__AIM OF THE EXERCISE__.
Every record has to be written out exactly, with no line missing.

╭─ DATA SUPPLIED

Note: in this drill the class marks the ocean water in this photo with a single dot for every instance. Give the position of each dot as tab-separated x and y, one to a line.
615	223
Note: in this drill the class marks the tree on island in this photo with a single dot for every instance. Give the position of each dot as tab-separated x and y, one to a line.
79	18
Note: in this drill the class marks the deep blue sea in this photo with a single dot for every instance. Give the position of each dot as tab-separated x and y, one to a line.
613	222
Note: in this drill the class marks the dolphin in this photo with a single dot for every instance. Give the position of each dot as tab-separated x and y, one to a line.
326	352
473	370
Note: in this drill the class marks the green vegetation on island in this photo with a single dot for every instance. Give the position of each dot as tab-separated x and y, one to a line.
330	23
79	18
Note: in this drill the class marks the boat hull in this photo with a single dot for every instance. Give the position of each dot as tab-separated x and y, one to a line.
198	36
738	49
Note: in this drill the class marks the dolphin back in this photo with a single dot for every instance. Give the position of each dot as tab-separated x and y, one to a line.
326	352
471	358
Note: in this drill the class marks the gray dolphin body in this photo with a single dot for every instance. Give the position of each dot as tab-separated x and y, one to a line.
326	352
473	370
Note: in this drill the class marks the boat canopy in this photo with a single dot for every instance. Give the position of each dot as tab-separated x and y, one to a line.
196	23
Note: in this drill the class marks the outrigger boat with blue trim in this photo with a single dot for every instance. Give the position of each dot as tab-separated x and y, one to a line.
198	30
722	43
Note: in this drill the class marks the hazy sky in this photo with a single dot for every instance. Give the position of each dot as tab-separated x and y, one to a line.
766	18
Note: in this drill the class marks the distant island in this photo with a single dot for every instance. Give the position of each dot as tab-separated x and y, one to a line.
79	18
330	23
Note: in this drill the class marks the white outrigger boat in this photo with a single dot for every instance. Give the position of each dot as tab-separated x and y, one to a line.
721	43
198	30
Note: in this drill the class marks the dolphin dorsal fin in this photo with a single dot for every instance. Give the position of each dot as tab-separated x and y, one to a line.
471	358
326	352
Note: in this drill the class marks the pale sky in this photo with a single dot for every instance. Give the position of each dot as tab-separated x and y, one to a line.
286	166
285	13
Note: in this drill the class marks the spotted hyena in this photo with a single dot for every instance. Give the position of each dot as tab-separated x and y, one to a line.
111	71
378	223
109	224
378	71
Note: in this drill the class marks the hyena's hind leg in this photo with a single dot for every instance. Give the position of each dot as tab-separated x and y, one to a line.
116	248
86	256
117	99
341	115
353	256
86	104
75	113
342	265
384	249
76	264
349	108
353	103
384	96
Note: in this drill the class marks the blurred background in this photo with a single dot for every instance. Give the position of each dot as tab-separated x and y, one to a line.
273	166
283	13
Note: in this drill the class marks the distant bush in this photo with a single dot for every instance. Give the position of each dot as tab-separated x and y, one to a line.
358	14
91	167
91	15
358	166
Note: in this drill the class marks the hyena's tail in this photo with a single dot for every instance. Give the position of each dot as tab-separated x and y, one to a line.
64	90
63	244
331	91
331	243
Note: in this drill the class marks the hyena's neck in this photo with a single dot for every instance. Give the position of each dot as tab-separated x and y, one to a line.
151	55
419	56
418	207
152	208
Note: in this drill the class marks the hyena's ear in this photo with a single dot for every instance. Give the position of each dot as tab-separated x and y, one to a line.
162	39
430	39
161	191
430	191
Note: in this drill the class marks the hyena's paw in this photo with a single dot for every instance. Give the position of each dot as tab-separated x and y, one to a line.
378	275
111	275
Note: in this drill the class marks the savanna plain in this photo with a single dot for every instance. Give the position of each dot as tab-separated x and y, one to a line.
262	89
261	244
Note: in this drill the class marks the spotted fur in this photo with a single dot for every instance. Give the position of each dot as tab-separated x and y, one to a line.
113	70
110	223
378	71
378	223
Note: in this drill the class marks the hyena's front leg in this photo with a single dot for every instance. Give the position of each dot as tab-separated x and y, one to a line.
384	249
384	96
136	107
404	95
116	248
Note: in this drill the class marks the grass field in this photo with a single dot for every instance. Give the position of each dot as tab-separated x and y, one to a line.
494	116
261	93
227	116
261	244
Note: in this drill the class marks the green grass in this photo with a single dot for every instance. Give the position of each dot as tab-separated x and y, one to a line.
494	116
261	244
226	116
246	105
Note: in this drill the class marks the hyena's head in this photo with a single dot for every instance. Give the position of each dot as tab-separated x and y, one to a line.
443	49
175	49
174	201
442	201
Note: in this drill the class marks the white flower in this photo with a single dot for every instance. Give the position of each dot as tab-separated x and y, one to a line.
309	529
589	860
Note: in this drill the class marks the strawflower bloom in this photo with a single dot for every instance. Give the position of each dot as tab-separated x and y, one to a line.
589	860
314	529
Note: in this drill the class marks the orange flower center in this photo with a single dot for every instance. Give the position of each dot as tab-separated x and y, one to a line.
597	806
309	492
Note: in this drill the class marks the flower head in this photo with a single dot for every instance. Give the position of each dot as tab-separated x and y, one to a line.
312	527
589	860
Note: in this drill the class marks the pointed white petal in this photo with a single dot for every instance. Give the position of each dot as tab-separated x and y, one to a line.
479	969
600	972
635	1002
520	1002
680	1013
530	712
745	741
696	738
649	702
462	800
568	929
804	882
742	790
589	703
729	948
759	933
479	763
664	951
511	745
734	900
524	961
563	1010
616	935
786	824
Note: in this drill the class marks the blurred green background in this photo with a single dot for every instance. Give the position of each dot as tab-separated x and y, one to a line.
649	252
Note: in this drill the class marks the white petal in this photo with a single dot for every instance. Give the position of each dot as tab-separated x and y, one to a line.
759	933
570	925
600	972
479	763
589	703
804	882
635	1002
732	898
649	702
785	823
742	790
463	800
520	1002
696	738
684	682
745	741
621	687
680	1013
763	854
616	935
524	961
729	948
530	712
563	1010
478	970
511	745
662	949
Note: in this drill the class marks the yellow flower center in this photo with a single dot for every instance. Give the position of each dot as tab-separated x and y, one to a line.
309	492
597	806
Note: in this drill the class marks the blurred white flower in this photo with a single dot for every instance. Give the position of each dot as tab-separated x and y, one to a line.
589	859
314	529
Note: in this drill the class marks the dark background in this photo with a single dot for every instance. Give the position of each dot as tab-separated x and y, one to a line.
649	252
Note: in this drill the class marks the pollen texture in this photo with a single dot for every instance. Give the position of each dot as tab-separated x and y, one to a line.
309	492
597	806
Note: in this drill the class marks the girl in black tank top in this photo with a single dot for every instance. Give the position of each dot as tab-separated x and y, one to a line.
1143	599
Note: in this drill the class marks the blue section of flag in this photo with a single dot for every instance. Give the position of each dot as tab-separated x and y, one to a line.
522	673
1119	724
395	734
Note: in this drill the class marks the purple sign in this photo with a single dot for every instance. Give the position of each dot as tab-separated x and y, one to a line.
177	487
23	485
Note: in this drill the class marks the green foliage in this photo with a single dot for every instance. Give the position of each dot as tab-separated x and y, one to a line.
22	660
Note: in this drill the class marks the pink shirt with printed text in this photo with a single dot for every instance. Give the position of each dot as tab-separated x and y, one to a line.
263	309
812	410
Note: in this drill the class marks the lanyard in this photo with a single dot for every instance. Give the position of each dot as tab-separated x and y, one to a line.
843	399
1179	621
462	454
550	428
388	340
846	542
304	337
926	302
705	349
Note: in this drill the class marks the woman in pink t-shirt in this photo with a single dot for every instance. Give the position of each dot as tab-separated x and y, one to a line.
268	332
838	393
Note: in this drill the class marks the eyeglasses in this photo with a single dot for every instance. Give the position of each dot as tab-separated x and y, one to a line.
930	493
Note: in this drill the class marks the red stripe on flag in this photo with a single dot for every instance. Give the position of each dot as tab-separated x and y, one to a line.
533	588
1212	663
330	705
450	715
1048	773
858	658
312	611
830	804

╰─

__ANSWER TO THIS TASK__.
Note: in this drill the class marks the ocean water in this photo with a single dot for every instance. Give the position of each dot as tab-separated x and y, one to a line.
615	223
Note: in this drill the class marks the tree on island in this photo with a single dot for every instance. Give the position of each dot as tab-separated x and y, one to a line.
79	18
Note: in this drill the class marks the deep blue sea in this photo with a single dot for every instance. Give the position of each dot as tab-separated x and y, one to a line.
613	222
Note: in this drill the class marks the dolphin in this photo with a single dot for every instance. Give the position of each dot as tab-separated x and y, one to a line.
326	352
473	370
Note: in this drill the class marks the green vegetation on island in this photo with a single dot for every instance. Give the position of each dot as tab-separated x and y, one to a line.
330	23
79	18
Note: in this drill the class marks the boat hull in this photo with a single dot for every instance. Give the position of each dot as tab-separated x and y, one to a line.
198	36
738	49
Note: in this drill the class marks the dolphin back in this photo with a single dot for every instance. Give the position of each dot as tab-separated x and y, one to a line.
326	352
471	358
Note: in this drill the class marks the gray dolphin body in this photo with a single dot for every instance. Give the position of each dot as tab-separated x and y, one to a line.
326	352
473	370
Note: in this drill the class marks the boat canopy in this photo with a single dot for every instance. Give the position of each dot as tab-separated x and y, one to a line.
196	23
Note: in this drill the class marks the outrigger boat with blue trim in this photo with a single dot for every instance. Give the position of each dot as tab-separated x and y, one to a line.
198	30
722	43
Note: in this drill the class marks the hazy sky in this photo with a single dot for every instance. Give the position of each dot as tab-separated x and y, one to a line.
766	18
Note: in this drill the class marks the distant island in this photo with a single dot for every instance. Give the position of each dot as tab-separated x and y, one to a line.
79	18
330	23
Note: in this drill the class marks the white outrigger boat in this photo with a single dot for every instance. Give the position of each dot as tab-separated x and y, one to a line.
721	43
198	30
Note: in this drill the class marks the dolphin dorsal fin in this photo with a single dot for every instance. Give the position of each dot as tab-separated x and y, one to a line.
471	358
326	352
Note: in this drill the class marks the pale sky in this photo with a single dot for every instance. Give the position of each dot as tab-separated x and y, one to a line.
286	166
285	13
Note: in this drill the class marks the spotted hyena in this photo with a single dot for every instance. Give the position of each dot as tab-separated x and y, one to a line.
111	71
378	223
109	224
378	71
Note: in this drill the class marks the hyena's hind leg in this photo with a single dot for every instance. Give the position of each dot as tab-separated x and y, one to a line.
116	248
86	256
117	99
341	115
353	256
86	104
75	113
342	265
384	249
76	264
349	108
353	103
384	96
Note: in this drill the class marks the blurred background in this photo with a single dot for every instance. Give the position of each dot as tab-separated x and y, one to a line.
273	166
283	13
Note: in this drill the class marks the distant bush in this photo with a single dot for every instance. Give the position of each dot as tab-separated x and y, one to a line.
358	14
91	167
91	15
358	166
Note: in this drill the class marks the hyena's tail in this photo with a single dot for every instance. Give the position of each dot as tab-separated x and y, one to a line.
64	90
63	244
331	91
331	243
Note: in this drill the class marks the hyena's neck in this photo with a single dot for every instance. Give the position of each dot as tab-separated x and y, one to a line.
151	55
419	56
418	207
152	208
Note: in this drill the class marks the hyena's ear in this photo with a single dot for every instance. Give the position of each dot as tab-separated x and y, one to a line.
162	39
430	39
161	191
430	191
Note: in this drill the class marks the hyena's paw in this photo with a single dot for every instance. Give the position of each dot as tab-separated x and y, one to a line.
378	275
111	275
Note: in this drill the class marks the savanna plain in this photo with a single dot for every instance. Give the position of each dot as tab-separated x and y, one to a line.
262	89
261	244
Note: in this drill the class marks the spotted fur in this photo with a single dot for every instance. Give the position of each dot as tab-separated x and y, one to a line.
113	70
110	223
378	71
378	223
Note: in this drill the class marks the hyena's front leg in this photo with a single dot for every instance. Give the position of each dot as tab-separated x and y, one to a line.
384	249
384	96
136	107
404	95
116	248
Note: in this drill the class marks the grass field in this photo with a single dot for every instance. Give the position of each dot as tab-separated x and y, one to a line.
494	116
261	93
227	116
261	244
Note: in this drill the class marks the green grass in this photo with a single dot for every instance. Give the position of each dot as tab-separated x and y, one to a line.
494	116
261	244
226	116
246	105
Note: in this drill the class marks the hyena's head in this photo with a single dot for every instance. Give the position of each dot as tab-separated x and y, one to a line.
443	49
175	49
174	201
442	201
Note: in this drill the class marks the white flower in this photo with a single dot for every instance. Give the position of each dot as tab-separated x and y, one to a line.
309	529
589	860
Note: in this drill the class marks the strawflower bloom in this photo with a single dot for every instance. Give the position of each dot as tab-separated x and y, one to a line.
589	860
314	529
Note: in this drill the class marks the orange flower center in this photo with a single dot for every instance. Give the position of each dot as tab-separated x and y, one to a line.
597	806
309	492
Note: in this drill the class marks the flower head in this photo with a single dot for every instance. Give the position of each dot as tab-separated x and y, one to a line.
312	527
589	860
Note: in this drill the class marks the pointed white petal in this photo with a single dot for every instance. Give the position of each dot as tab-separated x and y, one to a line.
479	969
600	972
635	1002
520	1002
680	1013
530	712
745	741
696	738
649	702
462	800
568	929
804	882
742	790
589	703
729	948
759	933
479	763
664	951
511	745
734	900
524	961
563	1010
616	935
786	824
Note: in this drill the class marks the blurred green background in this photo with a single dot for every instance. Give the position of each dot as tab-separated x and y, one to a line.
649	252
Note: in this drill the class marks the white petal in this photo with a single dot for every instance. Give the position of each dot as tab-separated x and y, one to a line.
759	933
570	925
600	972
479	763
589	703
804	882
635	1002
732	898
649	702
785	823
742	790
463	800
520	1002
696	738
684	682
745	741
621	687
680	1013
763	854
616	935
524	961
729	948
530	712
563	1010
478	970
511	745
662	949
Note: in this drill the class marks the yellow flower center in this photo with a single dot for every instance. Give the position of each dot as tab-separated x and y, one to a line.
309	492
597	806
Note: in this drill the class marks the blurred white flower in this photo with a single dot for every instance. Give the position of each dot as tab-separated x and y, one to a line.
589	859
314	529
Note: in this drill the class marks the dark background in this photo with a single dot for every instance. Give the position of each dot as tab-separated x and y, one to a line.
649	252
Note: in this drill the class marks the pollen texture in this photo with a single dot for every instance. Give the position of each dot as tab-separated x and y, one to a line.
309	492
597	806
Note: in this drill the class marks the girl in black tank top in this photo with a single dot for every instance. Give the position of each dot as tab-separated x and y, one to a line.
1143	599
Note: in this drill the class marks the blue section of flag in this photo with a single dot for every instance. Give the position of each dot as tab-separated x and y, one to a line.
522	673
1119	724
395	734
Note: in this drill the class marks the purple sign in this photo with a single dot for every instance. Give the position of each dot as tab-separated x and y, one to a line.
177	487
23	485
Note: in this drill the class marks the green foliage in this photo with a single dot for every instance. Give the position of each dot as tab-separated x and y, one to a line.
22	660
Note: in this drill the class marks the pink shirt with printed text in this photo with a single dot for every instance. Give the position of each dot as tab-separated x and y, one to a line.
263	309
812	410
Note: in this drill the class marks the lanyard in this photo with a single dot for every instance. Give the position of each dot as tab-separated x and y, one to a line.
843	399
1179	621
462	454
550	428
388	340
846	542
304	337
926	302
705	349
Note: in this drill the class marks the woman in pink t-shirt in this photo with a single dot for every instance. Give the position of each dot as tab-separated x and y, one to a line.
268	332
838	393
Note: in this drill the class marks the eyeglasses in this photo with a single dot for every instance. Give the position of each dot as tab-separated x and y, one to a line.
930	493
Note: in this drill the class marks the red stripe on flag in this photo with a single dot for every instance. Give the position of each dot as tab-separated x and y, one to a line.
533	588
1212	663
330	705
450	715
1048	773
858	658
312	611
830	804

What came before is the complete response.